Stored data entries

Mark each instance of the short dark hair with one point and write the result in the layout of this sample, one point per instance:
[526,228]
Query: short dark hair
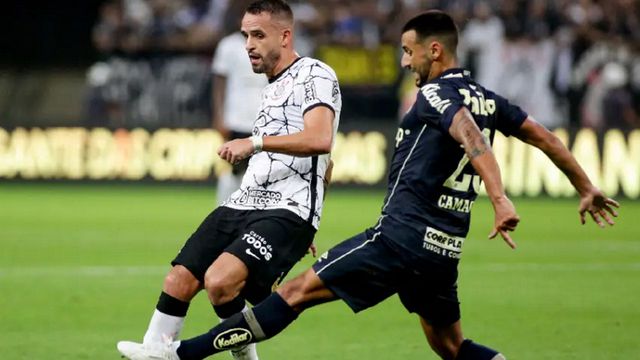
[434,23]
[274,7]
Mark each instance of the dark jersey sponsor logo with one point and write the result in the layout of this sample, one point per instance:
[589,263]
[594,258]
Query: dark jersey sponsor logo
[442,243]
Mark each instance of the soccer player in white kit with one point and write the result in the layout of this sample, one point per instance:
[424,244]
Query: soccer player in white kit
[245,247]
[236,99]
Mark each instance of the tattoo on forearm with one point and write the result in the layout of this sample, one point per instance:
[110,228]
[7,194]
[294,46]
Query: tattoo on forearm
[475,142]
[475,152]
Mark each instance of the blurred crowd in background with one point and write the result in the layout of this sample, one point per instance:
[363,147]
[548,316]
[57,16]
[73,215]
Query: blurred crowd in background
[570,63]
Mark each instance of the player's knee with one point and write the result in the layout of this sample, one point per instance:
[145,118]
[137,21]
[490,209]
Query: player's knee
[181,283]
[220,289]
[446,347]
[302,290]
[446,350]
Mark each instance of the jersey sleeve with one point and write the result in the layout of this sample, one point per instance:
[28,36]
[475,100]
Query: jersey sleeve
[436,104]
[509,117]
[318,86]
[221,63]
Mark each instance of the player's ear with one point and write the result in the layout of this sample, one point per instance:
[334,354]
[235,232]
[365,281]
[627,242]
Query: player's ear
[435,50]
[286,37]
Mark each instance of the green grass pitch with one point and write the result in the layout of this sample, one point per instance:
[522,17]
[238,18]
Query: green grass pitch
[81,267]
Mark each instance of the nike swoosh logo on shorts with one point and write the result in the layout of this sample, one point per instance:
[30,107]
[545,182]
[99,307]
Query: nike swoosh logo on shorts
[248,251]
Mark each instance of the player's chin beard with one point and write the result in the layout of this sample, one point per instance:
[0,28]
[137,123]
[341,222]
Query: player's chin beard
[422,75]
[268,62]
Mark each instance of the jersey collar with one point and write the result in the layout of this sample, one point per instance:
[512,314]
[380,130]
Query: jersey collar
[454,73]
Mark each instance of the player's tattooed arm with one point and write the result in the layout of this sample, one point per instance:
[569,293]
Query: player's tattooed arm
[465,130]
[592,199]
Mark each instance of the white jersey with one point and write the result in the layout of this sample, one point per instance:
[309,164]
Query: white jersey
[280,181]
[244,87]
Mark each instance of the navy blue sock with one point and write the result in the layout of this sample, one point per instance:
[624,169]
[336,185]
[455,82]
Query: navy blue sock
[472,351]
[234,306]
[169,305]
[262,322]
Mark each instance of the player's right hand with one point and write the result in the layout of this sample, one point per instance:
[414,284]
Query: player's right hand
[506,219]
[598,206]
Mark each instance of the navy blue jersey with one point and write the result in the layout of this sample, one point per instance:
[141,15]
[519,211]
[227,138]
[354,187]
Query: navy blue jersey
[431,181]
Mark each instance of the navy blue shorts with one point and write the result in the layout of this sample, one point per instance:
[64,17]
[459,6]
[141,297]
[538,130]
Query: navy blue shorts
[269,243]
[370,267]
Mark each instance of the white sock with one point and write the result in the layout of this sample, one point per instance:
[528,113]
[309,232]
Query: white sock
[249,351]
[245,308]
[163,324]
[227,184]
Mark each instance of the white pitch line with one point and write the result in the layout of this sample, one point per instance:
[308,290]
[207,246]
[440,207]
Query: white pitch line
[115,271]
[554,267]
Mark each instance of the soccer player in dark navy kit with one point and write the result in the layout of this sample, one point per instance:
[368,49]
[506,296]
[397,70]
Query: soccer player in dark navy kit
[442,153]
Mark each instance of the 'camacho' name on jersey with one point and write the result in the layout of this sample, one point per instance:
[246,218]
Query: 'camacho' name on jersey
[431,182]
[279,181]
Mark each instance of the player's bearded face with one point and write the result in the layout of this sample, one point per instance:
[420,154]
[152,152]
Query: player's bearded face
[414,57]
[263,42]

→ **WHAT THIS TASK INVOLVES**
What is needed is an exact reprint of every entry, pictures excluded.

→ **TASK RESULT**
Mark each instance of the short dark hair with one point and write the result in the layout of this sample, one point per instance:
[526,228]
Query: short dark hair
[434,23]
[274,7]
Mark each instance of the dark jersey sponsor logo with one point and write the result in the layout of this sample, one point per instance:
[589,263]
[594,258]
Query: dark jersey sponsor logo
[442,243]
Mark each instance of the soccer player in white kit with one point and write the result in the layout of this sample, one point per instance:
[424,244]
Query: soccer player in white kit
[245,247]
[236,99]
Mark each instance of the tattoo on forearm with one point and write the result in the layout of this sample, one point per instance:
[110,228]
[7,194]
[294,46]
Query: tattoo on forearm
[475,142]
[475,152]
Mark each instance of the blurred crowd in background with one point and write the result in the layout of this sample, one point per instance:
[363,147]
[548,316]
[57,16]
[73,215]
Query: blurred crowd in background
[570,63]
Mark each instance of the player's knee with one point and write the result in the layout of this sample, one point per instance:
[145,118]
[137,21]
[490,209]
Query: player's knee
[181,283]
[220,289]
[446,347]
[302,290]
[446,350]
Mark each instance of the jersey sleeve with one point and write the result in the layout of this sample, one point per instance:
[28,36]
[475,100]
Query: jersey sleeve
[436,104]
[509,117]
[318,86]
[221,63]
Mark each instance of the player's ear with one point and write the result in the layout of this sample, one point per instance:
[334,354]
[235,232]
[365,281]
[627,242]
Query: player's ear
[435,50]
[286,37]
Mark each instance of the green grass pitch with one point and write the result in the layout of this sample, one point per instance:
[522,17]
[238,18]
Query: green grass pitch
[81,267]
Mark each instance of the nike swoosh logo on shorts with one point and write the result in the layout of this sample, one point per instance:
[30,107]
[545,182]
[99,307]
Query: nike swoosh logo on shorts
[248,251]
Mark each instance of the player's chin beard with one point and write the result in the layout of this sample, one point per instance:
[0,28]
[137,123]
[341,222]
Query: player's chin beard
[422,75]
[268,62]
Mark each instance of the jersey collar with one point and write the result in the layout of this sample, one point per instance:
[512,314]
[380,130]
Query: jersey collar
[454,73]
Mark each instance of the player's tattooed arm with one point and write the result in the layout of this sample, one point per instance:
[569,293]
Query: player's tattooed arm
[465,130]
[592,199]
Mark each instance of the white jersey with one point and write the result in the layout of this sample, one point per instance:
[309,164]
Query: white jersey
[280,181]
[244,87]
Mark each instance of the navy blue sock with one point and write the result in the layout of this sample, one point per instance:
[624,169]
[336,185]
[455,82]
Query: navy blue sock
[472,351]
[234,306]
[169,305]
[262,322]
Mark each instance of the player's right hand with one point and write the result in the layout of this sample, one point per instance:
[414,284]
Query: player's right hand
[506,219]
[598,206]
Mark each instance of the navy blue jersey with one point and write the result in the layout of this sample, one point per instance:
[141,15]
[519,211]
[227,138]
[354,187]
Query: navy blue jersey
[431,181]
Mark each instance of the navy blue shorts with one point and write the result in the layout of this sample, one point per instance:
[64,17]
[459,6]
[141,297]
[538,130]
Query: navy blue shorts
[269,243]
[370,267]
Mark each instance of the white sock with one point and write the result in the layout of this sample, one point per instance:
[528,113]
[309,232]
Query: white sock
[249,351]
[245,308]
[163,324]
[227,184]
Mark each instance of the white pitch line with one point and write the result in the layout of this sample, one point per instance:
[308,290]
[207,246]
[440,207]
Query: white pitch line
[115,271]
[554,267]
Mark each instance of the soccer player in dark navy kit with one point and write the result in the layout of this sample, one point per instance:
[368,49]
[506,296]
[397,70]
Query: soccer player in dark navy kit
[442,153]
Mark each instance of the 'camacho' name on jersey with one point and write the result in the layout of this sample, one point per instance:
[246,218]
Query: 'camacho' name on jersey
[431,182]
[279,181]
Mark each instance of the player's bearded face with one point and write the result in the layout of this sample, one point per instance:
[420,154]
[152,152]
Query: player's bearded face
[414,57]
[263,42]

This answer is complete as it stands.